◆ Goal
Please rewrite all the data below with "single marker" swapped in for each "single dot", changing nothing else.

◆ Exercise input
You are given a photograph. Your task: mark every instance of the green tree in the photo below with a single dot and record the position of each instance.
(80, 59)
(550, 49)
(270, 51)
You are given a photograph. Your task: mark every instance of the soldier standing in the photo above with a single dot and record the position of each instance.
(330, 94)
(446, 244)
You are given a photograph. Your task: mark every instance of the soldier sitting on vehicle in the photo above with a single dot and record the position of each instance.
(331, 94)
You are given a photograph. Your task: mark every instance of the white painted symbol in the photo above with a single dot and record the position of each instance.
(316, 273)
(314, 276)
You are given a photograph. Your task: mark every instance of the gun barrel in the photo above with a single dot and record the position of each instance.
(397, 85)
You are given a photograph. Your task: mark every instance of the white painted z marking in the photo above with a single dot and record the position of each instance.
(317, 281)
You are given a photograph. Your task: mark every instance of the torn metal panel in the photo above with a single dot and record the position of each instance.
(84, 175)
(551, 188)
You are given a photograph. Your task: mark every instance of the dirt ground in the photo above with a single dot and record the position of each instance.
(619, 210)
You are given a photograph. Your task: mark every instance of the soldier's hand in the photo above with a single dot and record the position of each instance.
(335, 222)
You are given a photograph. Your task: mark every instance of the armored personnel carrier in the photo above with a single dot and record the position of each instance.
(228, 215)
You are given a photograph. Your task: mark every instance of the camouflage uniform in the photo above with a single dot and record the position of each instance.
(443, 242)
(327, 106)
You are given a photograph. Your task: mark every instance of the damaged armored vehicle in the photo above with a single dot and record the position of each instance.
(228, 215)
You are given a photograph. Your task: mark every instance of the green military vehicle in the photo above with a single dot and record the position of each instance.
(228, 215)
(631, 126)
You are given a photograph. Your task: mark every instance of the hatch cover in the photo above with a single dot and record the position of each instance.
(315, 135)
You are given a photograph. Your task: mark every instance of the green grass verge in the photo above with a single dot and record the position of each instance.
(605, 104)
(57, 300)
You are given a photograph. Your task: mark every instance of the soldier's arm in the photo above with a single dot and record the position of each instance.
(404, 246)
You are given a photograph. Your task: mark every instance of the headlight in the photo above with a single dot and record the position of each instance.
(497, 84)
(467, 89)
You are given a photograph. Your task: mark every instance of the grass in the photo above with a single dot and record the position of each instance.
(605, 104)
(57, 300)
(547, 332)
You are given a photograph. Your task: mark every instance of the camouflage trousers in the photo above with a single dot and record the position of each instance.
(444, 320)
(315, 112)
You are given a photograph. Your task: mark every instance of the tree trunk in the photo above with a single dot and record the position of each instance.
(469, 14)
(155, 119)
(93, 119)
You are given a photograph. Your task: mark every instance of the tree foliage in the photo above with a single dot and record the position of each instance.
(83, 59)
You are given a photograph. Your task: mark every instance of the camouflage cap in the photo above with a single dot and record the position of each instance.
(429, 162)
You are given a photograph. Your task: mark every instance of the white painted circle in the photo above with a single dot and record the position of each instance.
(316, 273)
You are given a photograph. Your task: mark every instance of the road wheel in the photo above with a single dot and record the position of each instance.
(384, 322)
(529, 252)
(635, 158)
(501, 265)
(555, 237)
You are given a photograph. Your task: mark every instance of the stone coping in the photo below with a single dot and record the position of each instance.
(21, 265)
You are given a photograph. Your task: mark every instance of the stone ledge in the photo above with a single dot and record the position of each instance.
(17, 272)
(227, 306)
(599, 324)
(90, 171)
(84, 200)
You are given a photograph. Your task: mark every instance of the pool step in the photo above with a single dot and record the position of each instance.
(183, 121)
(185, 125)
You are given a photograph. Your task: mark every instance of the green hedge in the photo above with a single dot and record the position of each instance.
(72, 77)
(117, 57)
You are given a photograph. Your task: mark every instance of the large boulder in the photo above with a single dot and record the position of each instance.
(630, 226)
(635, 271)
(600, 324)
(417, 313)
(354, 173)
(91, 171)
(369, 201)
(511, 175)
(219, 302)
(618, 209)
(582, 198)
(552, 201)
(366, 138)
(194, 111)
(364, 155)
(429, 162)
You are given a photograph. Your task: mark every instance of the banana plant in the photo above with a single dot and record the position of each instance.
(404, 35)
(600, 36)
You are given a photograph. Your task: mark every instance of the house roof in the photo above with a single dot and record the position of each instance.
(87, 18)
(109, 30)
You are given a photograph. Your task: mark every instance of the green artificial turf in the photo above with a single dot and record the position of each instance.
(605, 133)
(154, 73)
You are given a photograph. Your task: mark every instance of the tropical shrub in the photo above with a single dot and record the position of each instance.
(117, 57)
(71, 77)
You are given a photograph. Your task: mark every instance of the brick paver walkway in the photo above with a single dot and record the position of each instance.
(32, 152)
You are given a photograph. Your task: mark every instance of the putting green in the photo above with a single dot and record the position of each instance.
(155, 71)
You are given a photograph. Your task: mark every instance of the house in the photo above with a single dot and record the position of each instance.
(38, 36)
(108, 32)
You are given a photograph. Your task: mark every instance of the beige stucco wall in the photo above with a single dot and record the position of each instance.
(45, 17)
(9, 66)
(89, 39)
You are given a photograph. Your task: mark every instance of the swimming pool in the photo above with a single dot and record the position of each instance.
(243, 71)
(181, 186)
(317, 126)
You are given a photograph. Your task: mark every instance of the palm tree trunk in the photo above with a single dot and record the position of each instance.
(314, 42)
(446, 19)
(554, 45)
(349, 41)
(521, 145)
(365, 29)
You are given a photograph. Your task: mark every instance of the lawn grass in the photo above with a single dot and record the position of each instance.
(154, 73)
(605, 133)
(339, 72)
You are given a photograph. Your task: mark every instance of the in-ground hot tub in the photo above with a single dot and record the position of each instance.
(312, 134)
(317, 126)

◆ The output
You are given a photograph. Your task: mark every instance of the green tree in the photo below with a single marker and record the position of each instance.
(80, 59)
(550, 49)
(270, 51)
You are given a photograph. Your task: mark every instance of the soldier standing in the photo above with a single marker and record the position of each instance.
(330, 94)
(446, 244)
You are given a photograph. Your task: mark every instance of the soldier sitting on vehicle in the photo above with a single marker and record the position of each instance.
(331, 94)
You are given a photograph. Your task: mark every instance of the white painted symbol in the photo above with a single marker and record the position of each instance.
(316, 273)
(314, 276)
You are given a photograph. Your task: mark every instance of the gun barrel in the photo above with a single marker and record the position of each instance.
(397, 85)
You are given a photograph. Your task: mark every instance of the white painted z marking in the photo above with a single marker and record the position of each instance.
(317, 281)
You are given a photograph. Your task: mark every instance of the torn metal panel in the photo above with a single marker and record the position of each instance.
(84, 175)
(551, 188)
You are given a photograph. Your task: mark every instance of the dirt ground in the photo above with a single marker and record the position of each instance.
(619, 210)
You are given a photograph. Your task: mark every instance of the soldier's hand in the photo above with a single marker and record the position of each instance.
(335, 222)
You are given a photograph. Your task: mark every instance of the armored personnel carrier in the photo above with a single marker and record the position of each instance.
(228, 215)
You are given a photograph. Your task: mark every instance of the camouflage uniform in the photo above with a single marker and record the position of each instance.
(443, 242)
(327, 106)
You are given a photograph. Your task: mark every instance of the damaged armored vehicle in the photo above with a single marker and record the position of each instance.
(228, 215)
You are given a photograph. Your task: mark every instance of the green military vehicle in the photo above with a single marker and record the position of each instance.
(228, 215)
(631, 126)
You are given a photograph. Your task: mark every instance of the hatch cover in the photo above with a single marker and record the position of each instance.
(315, 135)
You are given a photograph. Your task: mark every instance of the green grass verge in the photo above with a single marker and record the position of each instance.
(605, 104)
(57, 300)
You are given a photograph. Your task: mark every instance of the soldier's arm in the photo above with a single marker and record the position of each instance.
(404, 246)
You are given a photograph. Your task: mark every instance of the headlight in the photo above with a single marker and record the position of each instance.
(497, 84)
(467, 89)
You are given a photograph. Your task: mark every instance of the grass in the photo above with a single marker and record the position of each instance.
(605, 104)
(57, 300)
(547, 332)
You are given a photograph. Your task: mark every instance of the camouflage trousers in the photo above with a single marker and record the position of each instance.
(444, 320)
(315, 112)
You are given a photograph. Your task: mark every instance of the tree trunk in the photo above with a single marker and record the position of each instance.
(469, 14)
(155, 119)
(93, 119)
You are given a photograph. Your task: mark every instance of the tree foliage in the photo above with a single marker and record the position of each instance.
(83, 59)
You are given a photograph. Your task: mark every instance of the camouflage cap in the photo above with a single marker and record the position of each instance.
(429, 162)
You are given a photograph. Your task: mark every instance of the white painted circle in the photo above with a single marker and record the position of each instance.
(316, 273)
You are given a photograph. Your task: mark every instance of the road wheel in the photo above with a single marker and record the position of each instance.
(384, 322)
(529, 252)
(635, 158)
(501, 265)
(555, 237)
You are given a photograph. Your task: mark every instance of the stone coping in the photo below with a single marker and record the position of each instance.
(21, 265)
You are given a photograph. Your task: mark every instance of the stone ledge in the photo above with a single marker and record the position of each instance.
(17, 272)
(227, 306)
(599, 324)
(90, 171)
(84, 200)
You are given a photograph. Your task: mark every instance of the pool step in the photo above with a single marker and record the position of each instance.
(183, 121)
(185, 125)
You are given a photograph. Your task: mark every instance of the green hedge in the photo above with a single marker and record the position of each instance.
(72, 77)
(117, 57)
You are given a photograph. Your task: mark every instance of the large boulder in the photo above with a single marker and record the position of each instance.
(630, 226)
(635, 271)
(600, 324)
(417, 313)
(354, 173)
(91, 171)
(369, 201)
(511, 175)
(219, 302)
(618, 209)
(582, 198)
(552, 201)
(366, 138)
(194, 111)
(364, 155)
(429, 162)
You are given a photograph. Your task: mark every instance of the banana plant in the photo above with a single marker and record the position of each instance.
(404, 35)
(600, 36)
You are given a photograph. Your task: mark every instance of the house roof in the photo above with a single marker and record the position of each instance.
(87, 18)
(109, 30)
You are given a photograph. Your task: mark every instance of the green artificial turf in the photo above with a single marker and record the position of each instance.
(605, 133)
(154, 73)
You are given a photograph. Your task: mark every instance of the tropical shrub in the photo above with a single marker and record the position of each instance.
(117, 57)
(71, 77)
You are given a photograph. Your task: mark every instance of the brick paver walkway in the photo above with a single marker and record the position of each instance.
(32, 152)
You are given a photograph. Your task: mark every instance of the putting green in the photo above with a single marker and record the position of each instance.
(155, 71)
You are given a photograph. Your task: mark every instance of the house in the photo above with a single marker and record the position of each instance.
(38, 36)
(108, 32)
You are given a photograph. Your task: mark every instance of the beige stucco wall in the photo above with a single marker and record the position of each instance.
(45, 17)
(9, 66)
(89, 39)
You are given a photograph. Your task: mark every instance of the swimming pool in the photo above with a single marker and record the position of each instance.
(243, 71)
(181, 186)
(317, 126)
You are given a photograph. Your task: mark every instance of the palm tree trunk in the photo above with a single marker and record the position of each instance.
(314, 42)
(446, 19)
(554, 45)
(349, 41)
(521, 145)
(365, 29)
You are given a photograph. Your task: mark every instance of the lawn grass in the photo above with a single marker and record the position of each instance.
(154, 73)
(605, 133)
(339, 72)
You are given a photograph. Your task: mark every instance of the in-ground hot tub in the photo above with a single marker and record the position of each instance.
(312, 134)
(317, 126)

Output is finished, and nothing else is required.